[Exercise brief]
Reproduce every row below character for character, in its original order and line breaks, and leave the pictures out of your output.
— Begin —
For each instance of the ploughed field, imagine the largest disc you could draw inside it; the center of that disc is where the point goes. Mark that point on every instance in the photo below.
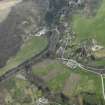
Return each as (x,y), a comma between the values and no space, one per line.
(92,27)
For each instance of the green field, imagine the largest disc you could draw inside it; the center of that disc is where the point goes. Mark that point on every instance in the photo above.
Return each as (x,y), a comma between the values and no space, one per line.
(91,27)
(29,48)
(89,82)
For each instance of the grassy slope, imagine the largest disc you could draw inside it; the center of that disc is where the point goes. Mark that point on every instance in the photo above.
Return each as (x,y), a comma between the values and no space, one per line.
(89,82)
(29,49)
(91,27)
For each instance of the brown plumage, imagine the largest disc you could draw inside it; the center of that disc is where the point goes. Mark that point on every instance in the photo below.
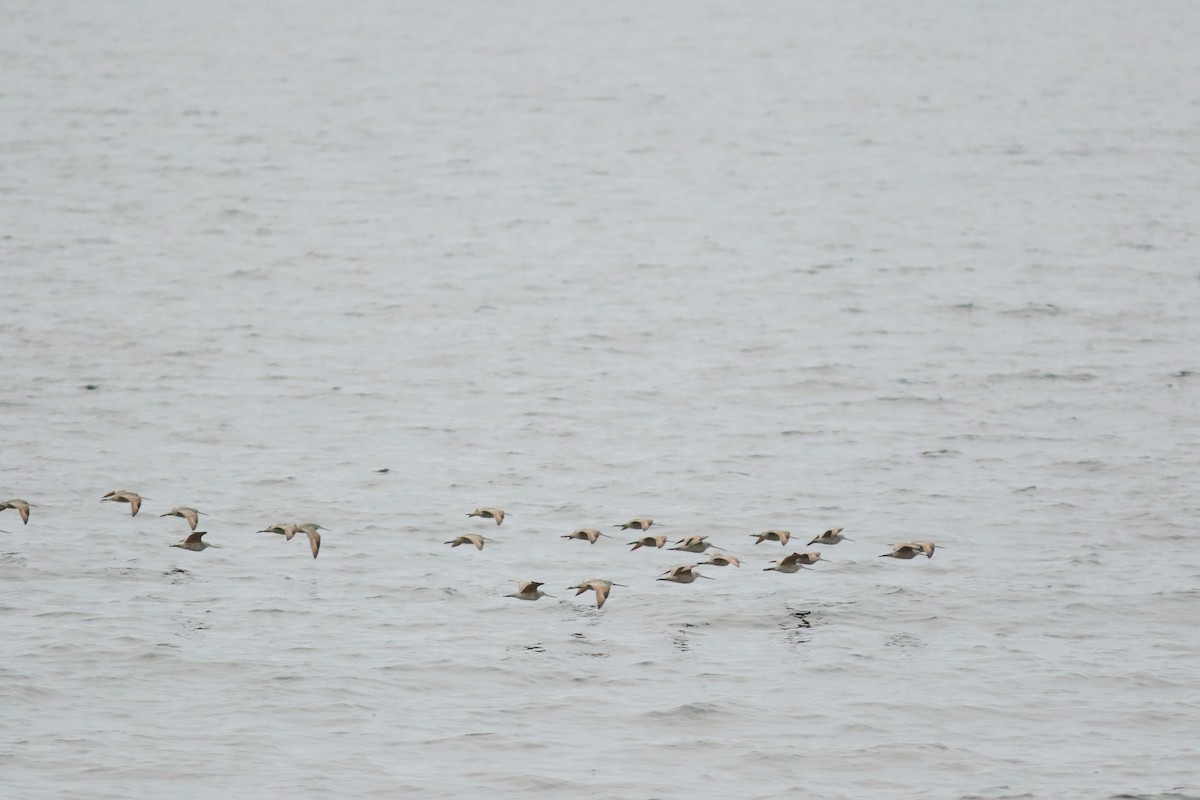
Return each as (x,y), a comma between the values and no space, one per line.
(21,506)
(831,536)
(468,539)
(189,515)
(489,513)
(683,573)
(529,590)
(121,495)
(780,536)
(694,543)
(649,541)
(790,563)
(598,585)
(195,541)
(589,534)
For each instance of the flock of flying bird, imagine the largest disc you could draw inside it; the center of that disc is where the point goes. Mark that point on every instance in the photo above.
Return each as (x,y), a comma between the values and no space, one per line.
(791,563)
(695,543)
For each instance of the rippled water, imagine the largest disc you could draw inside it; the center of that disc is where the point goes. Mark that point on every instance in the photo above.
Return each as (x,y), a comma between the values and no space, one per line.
(922,270)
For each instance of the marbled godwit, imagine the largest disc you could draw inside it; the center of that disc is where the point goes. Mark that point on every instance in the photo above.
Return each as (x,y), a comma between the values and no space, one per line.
(190,515)
(195,541)
(310,530)
(589,534)
(489,513)
(831,536)
(683,573)
(599,585)
(649,541)
(924,547)
(694,543)
(288,531)
(641,523)
(529,590)
(790,563)
(906,552)
(468,539)
(19,505)
(780,536)
(121,495)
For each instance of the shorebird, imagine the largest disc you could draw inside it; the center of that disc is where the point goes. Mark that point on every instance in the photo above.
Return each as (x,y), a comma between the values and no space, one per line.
(682,573)
(190,515)
(489,513)
(19,505)
(831,536)
(121,495)
(649,541)
(529,590)
(310,529)
(780,536)
(589,534)
(468,539)
(694,543)
(906,551)
(924,547)
(599,585)
(721,559)
(790,563)
(195,541)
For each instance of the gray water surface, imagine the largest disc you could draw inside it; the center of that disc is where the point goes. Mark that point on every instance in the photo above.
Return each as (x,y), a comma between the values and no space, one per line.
(918,269)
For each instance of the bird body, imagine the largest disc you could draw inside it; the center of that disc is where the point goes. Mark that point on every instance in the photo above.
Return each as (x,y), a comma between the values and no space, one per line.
(683,573)
(529,590)
(780,536)
(598,585)
(831,536)
(21,507)
(693,545)
(189,515)
(468,539)
(195,541)
(589,534)
(721,559)
(121,495)
(489,513)
(906,551)
(790,563)
(649,541)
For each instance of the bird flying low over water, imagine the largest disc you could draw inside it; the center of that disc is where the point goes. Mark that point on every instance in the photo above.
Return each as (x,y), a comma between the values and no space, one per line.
(911,549)
(191,516)
(831,536)
(489,513)
(195,541)
(780,536)
(683,573)
(694,543)
(21,507)
(598,585)
(649,541)
(529,590)
(468,539)
(589,534)
(721,559)
(121,495)
(790,563)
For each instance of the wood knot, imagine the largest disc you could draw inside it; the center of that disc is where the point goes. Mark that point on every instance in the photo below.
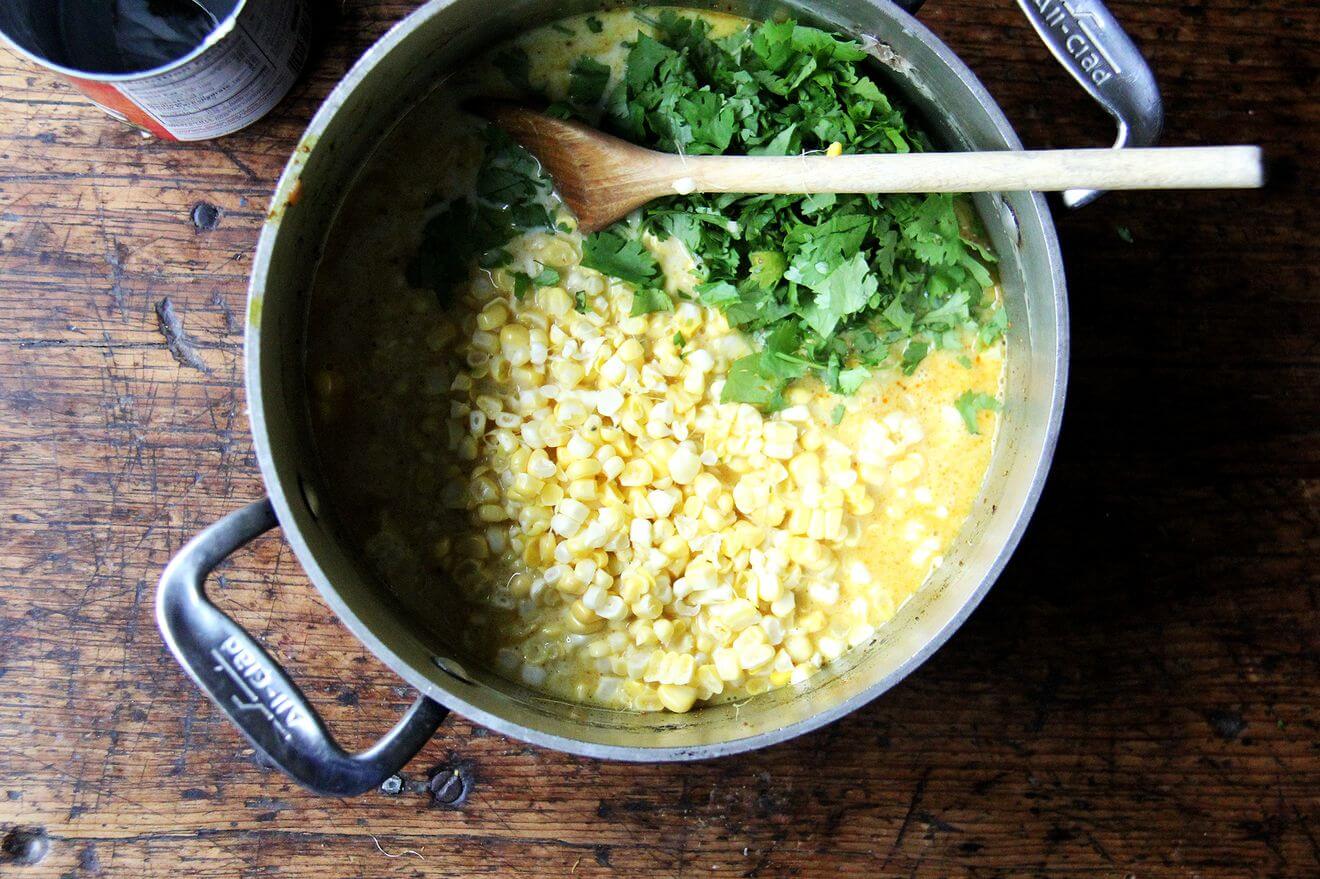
— End —
[Reply]
For each instance of the ploughed field, imagine the largest disc you could draw inside it; the center of that disc is where the point goes. Mark that point on every instance in the photo below.
Return each as (x,y), a comma between the values and no space, one per line.
(92,27)
For each instance of the green field, imagine the largest disc you could draw inside it; the center of that disc is where the point goes. Mark that point on every instance in the photo above.
Return each as (x,y), a comma between the values and no space, one per line.
(91,27)
(29,48)
(89,82)
For each instance of the grassy slope, imagine the largest disc you could draw inside it; the center of that disc is where the point goes. Mark that point on every instance in the photo above.
Return each as (x,y), a comma between the values and no space, one per line.
(89,82)
(29,49)
(91,27)
For each instance of the brown plumage, imagine the largest disc you could draw inside it; the center of that disc is where the point goes. Mark that point on every instance in the photo below.
Return each as (x,y), a comma between the values and no space, one per line.
(21,506)
(831,536)
(468,539)
(189,515)
(489,513)
(683,573)
(529,590)
(121,495)
(780,536)
(694,543)
(649,541)
(790,563)
(598,585)
(195,541)
(589,534)
For each instance of the flock of flying bird, imagine the largest disc you could draw inside it; the center of that disc is where the point goes. Mark that point on every instance in the photo above.
Return each as (x,y), a comma between the values and no space, one per line.
(791,563)
(695,543)
For each instance of the rippled water, imagine the largest disc you could draw inside it; the center of that disc is where the point goes. Mark that point on every instance in the photo above.
Return each as (x,y), a comma between the values and no space, one per line.
(922,270)
For each instance of the marbled godwit, imagine the largest disc you could draw inside it; the center of that disc is where the point goes. Mark that point on every instance in the photo above.
Return each as (x,y), a comma between the values and no space, one per line.
(190,515)
(195,541)
(310,530)
(589,534)
(489,513)
(831,536)
(683,573)
(599,585)
(649,541)
(924,547)
(694,543)
(288,531)
(641,523)
(529,590)
(790,563)
(906,552)
(468,539)
(19,505)
(780,536)
(121,495)
For each instance of the shorebird, imagine the largest disc you could draw inside it; the center of that disc is where the point goes. Mark that point on every instance in the photo above.
Return each as (x,y), a comma between the values and no space, one per line.
(682,573)
(190,515)
(489,513)
(19,505)
(831,536)
(121,495)
(649,541)
(529,590)
(310,529)
(780,536)
(589,534)
(468,539)
(694,543)
(906,551)
(924,547)
(599,585)
(721,559)
(790,563)
(195,541)
For each instance of the gray water surface, imagine the largest disc you could draw inside it; the center of that disc is where the point goes. Mark that point on every instance in the photo above.
Return each as (x,y), a comma between the values and no space, one per line.
(918,269)
For each instance of the bird body, imagine the largest disc you could draw inside it; the center of that disc is where the point goes. Mark that point on every instance in the photo above.
Return each as (x,y), a comma between the values and no space, one per line.
(683,573)
(529,590)
(780,536)
(598,585)
(831,536)
(21,507)
(693,545)
(189,515)
(468,539)
(195,541)
(589,534)
(721,559)
(121,495)
(489,513)
(906,551)
(790,563)
(649,541)
For each instance of the bird flying low over water, imagine the largest disc you could draw inside it; the center of that disc is where the point goes. Mark that point on every instance in the photo above.
Return each as (x,y), a comma between the values and no space, one per line.
(911,549)
(191,516)
(831,536)
(489,513)
(195,541)
(780,536)
(683,573)
(694,543)
(21,507)
(598,585)
(649,541)
(529,590)
(468,539)
(589,534)
(721,559)
(121,495)
(790,563)
For each instance of the wood knot, imagine the largest disc you could draw inside it; the center of that disc is where the point goes. Mark that point on every instance in the photo below.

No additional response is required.